The findings of a research conducted by the Institute of Health Research (IHR) of the University of Health and Allied Sciences (UHAS) in the Hohoe and Ketu South Municipalities of the Volta Region, identified inadequate logistics at some institutions as challenges in engaging communities to support the Coronavirus fight.
The institutions are the Municipal and District Assemblies, Ghana Health Service, National Commission for Civic Education (NCCE) and the Information Services Department (ISD).
The research carried out between June and July 2021, revealed that the insufficient logistics including vehicles hindered the institutions to carry out engagement exercises in remote communities as well as affected the early supply in vaccines.
Dr Matilda Aberese-Ako and Professor Evelyn Ansah and other four Research Assistants conducted the research on “Promotion of Covid-19 management and vaccine acceptance through community engagement: An ethnographic case study in Ghana.”
The research was funded by the Royal Society of Tropical Hygiene and Medicine.
Dr Aberese-Ako who shared some of findings in Hohoe said the objectives of the research were to describe how the Ghanaian Government (above institutions) engaged communities in the fight against COVID-19.
Other objectives were to explore gaps in government’s engagements efforts with communities in the fight against COVID-19 and explore the innovative approaches adopted by government institutions can employ to improve engagements with communities to respond to the fight of COVID-19 and other infectious diseases.

**Data records**
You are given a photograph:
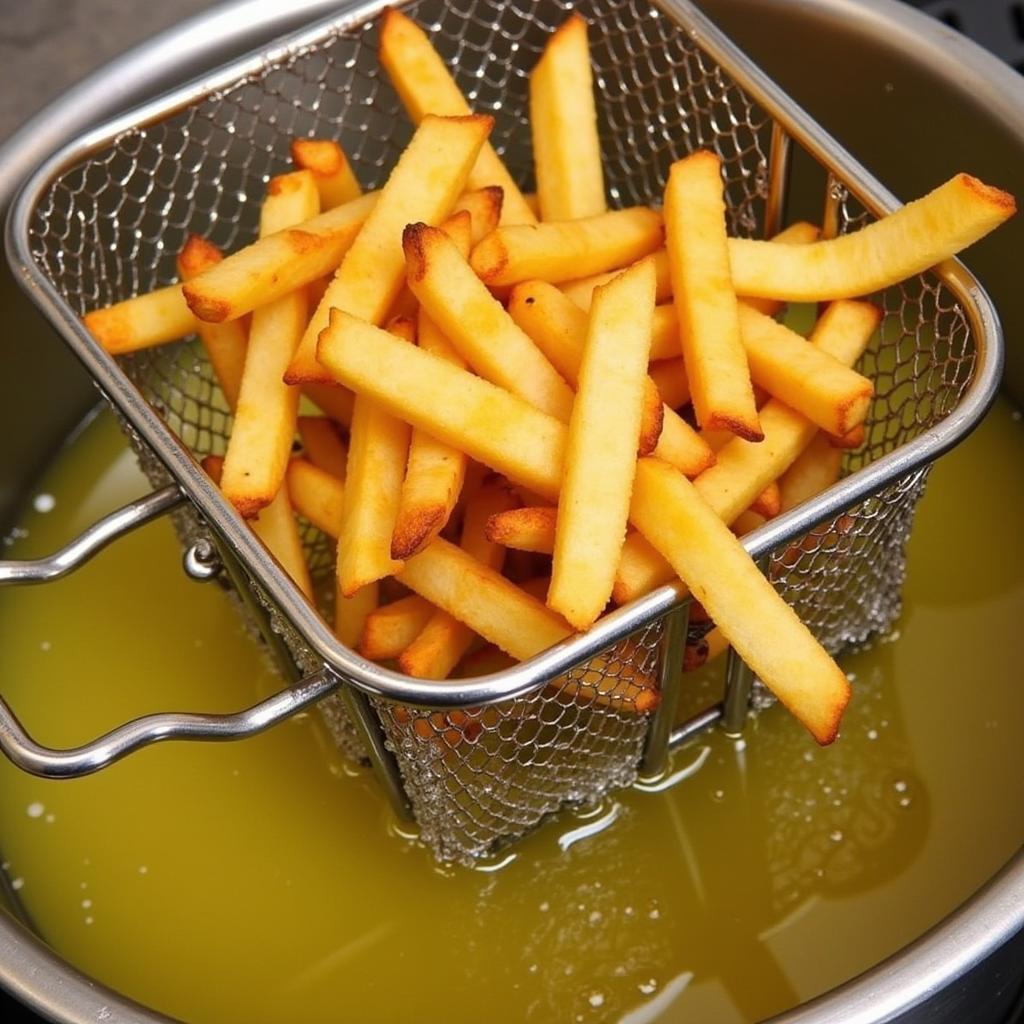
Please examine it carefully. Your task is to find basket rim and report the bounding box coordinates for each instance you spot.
==
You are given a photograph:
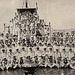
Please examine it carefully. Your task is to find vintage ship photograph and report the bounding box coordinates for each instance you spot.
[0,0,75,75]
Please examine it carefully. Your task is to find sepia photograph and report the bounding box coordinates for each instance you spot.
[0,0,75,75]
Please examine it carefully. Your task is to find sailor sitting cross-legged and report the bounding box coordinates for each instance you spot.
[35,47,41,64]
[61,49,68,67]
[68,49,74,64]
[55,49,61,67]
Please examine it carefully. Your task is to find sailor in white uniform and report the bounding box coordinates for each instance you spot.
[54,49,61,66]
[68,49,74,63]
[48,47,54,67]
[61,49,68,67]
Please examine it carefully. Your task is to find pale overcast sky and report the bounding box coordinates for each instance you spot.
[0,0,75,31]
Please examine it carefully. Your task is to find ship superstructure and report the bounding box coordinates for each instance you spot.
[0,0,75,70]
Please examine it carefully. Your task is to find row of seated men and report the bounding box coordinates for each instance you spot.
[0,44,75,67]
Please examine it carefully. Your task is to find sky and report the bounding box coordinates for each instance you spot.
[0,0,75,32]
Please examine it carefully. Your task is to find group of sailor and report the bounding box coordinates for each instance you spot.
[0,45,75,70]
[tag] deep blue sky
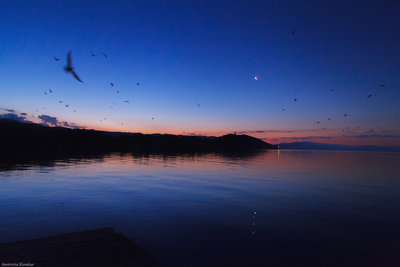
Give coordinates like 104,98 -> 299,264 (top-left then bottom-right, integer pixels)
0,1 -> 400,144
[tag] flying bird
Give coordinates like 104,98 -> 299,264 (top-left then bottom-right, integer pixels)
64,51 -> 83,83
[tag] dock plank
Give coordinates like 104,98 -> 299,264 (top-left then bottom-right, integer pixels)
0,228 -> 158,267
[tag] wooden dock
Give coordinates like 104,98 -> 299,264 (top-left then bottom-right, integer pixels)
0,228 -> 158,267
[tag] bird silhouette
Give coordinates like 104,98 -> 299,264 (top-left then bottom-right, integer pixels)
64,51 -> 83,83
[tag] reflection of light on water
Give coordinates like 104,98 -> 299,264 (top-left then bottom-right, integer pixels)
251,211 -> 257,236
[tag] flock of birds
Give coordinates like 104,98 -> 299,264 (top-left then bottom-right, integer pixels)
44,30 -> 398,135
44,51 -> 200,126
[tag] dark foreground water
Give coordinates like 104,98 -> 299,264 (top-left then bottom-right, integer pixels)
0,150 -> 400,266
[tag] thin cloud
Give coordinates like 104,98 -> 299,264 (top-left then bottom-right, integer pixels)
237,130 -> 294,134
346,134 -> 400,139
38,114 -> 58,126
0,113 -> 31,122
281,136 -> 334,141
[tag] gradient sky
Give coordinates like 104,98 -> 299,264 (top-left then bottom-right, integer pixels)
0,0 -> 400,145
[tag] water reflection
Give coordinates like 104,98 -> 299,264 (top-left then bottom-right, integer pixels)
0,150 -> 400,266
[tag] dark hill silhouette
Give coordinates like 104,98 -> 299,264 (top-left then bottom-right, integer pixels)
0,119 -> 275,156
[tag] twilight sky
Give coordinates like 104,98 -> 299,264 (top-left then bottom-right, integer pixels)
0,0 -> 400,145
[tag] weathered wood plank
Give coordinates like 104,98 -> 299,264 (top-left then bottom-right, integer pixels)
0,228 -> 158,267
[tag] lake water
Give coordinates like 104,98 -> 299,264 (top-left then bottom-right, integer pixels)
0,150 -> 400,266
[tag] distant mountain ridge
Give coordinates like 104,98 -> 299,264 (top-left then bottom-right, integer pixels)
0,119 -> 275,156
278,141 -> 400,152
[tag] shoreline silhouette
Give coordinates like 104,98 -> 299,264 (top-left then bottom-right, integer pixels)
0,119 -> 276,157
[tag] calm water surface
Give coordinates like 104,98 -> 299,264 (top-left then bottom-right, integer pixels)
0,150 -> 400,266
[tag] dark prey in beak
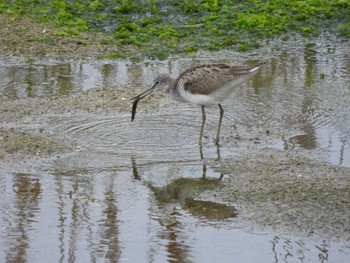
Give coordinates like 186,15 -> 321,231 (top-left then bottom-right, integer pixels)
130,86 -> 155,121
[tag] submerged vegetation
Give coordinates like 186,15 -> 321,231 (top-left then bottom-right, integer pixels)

**Assignment**
List every institution that the text about the COVID-19 community engagement study names as lacking adequate logistics for engaging communities. Rely solely on the text about the COVID-19 community engagement study, not on the listing.

**Response area**
- Municipal and District Assemblies
- Ghana Health Service
- National Commission for Civic Education (NCCE)
- Information Services Department (ISD)